Exercise requirements:
Please repeat the data from its first line through the line containing "x=232, y=257", substituting "ballast" for "gravel" and leaving everything else untouched. Give only those lines.

Information given:
-------
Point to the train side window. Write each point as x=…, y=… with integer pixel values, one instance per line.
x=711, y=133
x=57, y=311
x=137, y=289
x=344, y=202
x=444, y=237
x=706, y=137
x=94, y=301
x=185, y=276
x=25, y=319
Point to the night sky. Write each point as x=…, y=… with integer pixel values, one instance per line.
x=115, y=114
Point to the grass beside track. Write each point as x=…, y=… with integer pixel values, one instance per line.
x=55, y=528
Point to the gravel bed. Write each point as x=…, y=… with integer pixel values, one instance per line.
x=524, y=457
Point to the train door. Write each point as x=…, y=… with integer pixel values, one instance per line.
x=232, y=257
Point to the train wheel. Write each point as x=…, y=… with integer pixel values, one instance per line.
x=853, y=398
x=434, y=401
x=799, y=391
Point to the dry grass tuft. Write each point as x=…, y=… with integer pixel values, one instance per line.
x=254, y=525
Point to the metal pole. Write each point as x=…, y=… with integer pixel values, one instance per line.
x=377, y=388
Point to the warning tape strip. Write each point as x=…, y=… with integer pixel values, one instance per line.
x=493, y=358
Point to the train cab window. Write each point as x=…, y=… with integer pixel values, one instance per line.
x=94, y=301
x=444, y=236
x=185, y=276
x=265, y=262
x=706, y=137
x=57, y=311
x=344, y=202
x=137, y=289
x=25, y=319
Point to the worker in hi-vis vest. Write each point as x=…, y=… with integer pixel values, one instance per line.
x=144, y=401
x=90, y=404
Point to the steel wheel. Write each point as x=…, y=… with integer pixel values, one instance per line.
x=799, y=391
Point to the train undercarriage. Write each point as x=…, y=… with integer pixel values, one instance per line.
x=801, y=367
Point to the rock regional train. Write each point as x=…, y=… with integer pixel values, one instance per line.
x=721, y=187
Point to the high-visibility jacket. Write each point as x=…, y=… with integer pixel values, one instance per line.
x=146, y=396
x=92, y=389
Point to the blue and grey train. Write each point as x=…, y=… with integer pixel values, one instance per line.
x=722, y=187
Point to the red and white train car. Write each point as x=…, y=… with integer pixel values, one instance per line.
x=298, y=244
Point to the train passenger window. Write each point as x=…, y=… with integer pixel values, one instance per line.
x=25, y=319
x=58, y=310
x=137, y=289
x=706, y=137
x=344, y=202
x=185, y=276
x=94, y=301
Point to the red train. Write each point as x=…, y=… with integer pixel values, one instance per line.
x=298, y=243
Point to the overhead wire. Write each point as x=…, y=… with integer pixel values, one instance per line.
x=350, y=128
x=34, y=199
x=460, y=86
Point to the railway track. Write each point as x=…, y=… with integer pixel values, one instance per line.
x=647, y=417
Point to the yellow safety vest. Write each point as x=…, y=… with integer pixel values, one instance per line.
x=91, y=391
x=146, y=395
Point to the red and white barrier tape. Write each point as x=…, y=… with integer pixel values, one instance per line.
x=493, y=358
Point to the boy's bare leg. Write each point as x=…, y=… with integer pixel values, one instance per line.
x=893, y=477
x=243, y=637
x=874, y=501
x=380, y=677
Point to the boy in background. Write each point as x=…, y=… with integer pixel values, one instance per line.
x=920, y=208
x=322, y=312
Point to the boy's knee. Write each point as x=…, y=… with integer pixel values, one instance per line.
-------
Result:
Point to the train side window. Write each point as x=…, y=… with integer pixel values, one instance per line.
x=711, y=133
x=57, y=311
x=137, y=289
x=344, y=202
x=444, y=237
x=706, y=137
x=94, y=301
x=185, y=276
x=25, y=319
Point to the night sky. Write each point as x=…, y=… with integer pixel values, one instance per line.
x=115, y=114
Point to the grass beside track. Write each point as x=…, y=… with integer pixel values, one instance per line.
x=55, y=528
Point to the ballast bed. Write each point as x=…, y=… with integer pixel values, one instance per line.
x=524, y=457
Point to the train door. Write each point as x=…, y=… with integer pixel values, one instance per line.
x=232, y=257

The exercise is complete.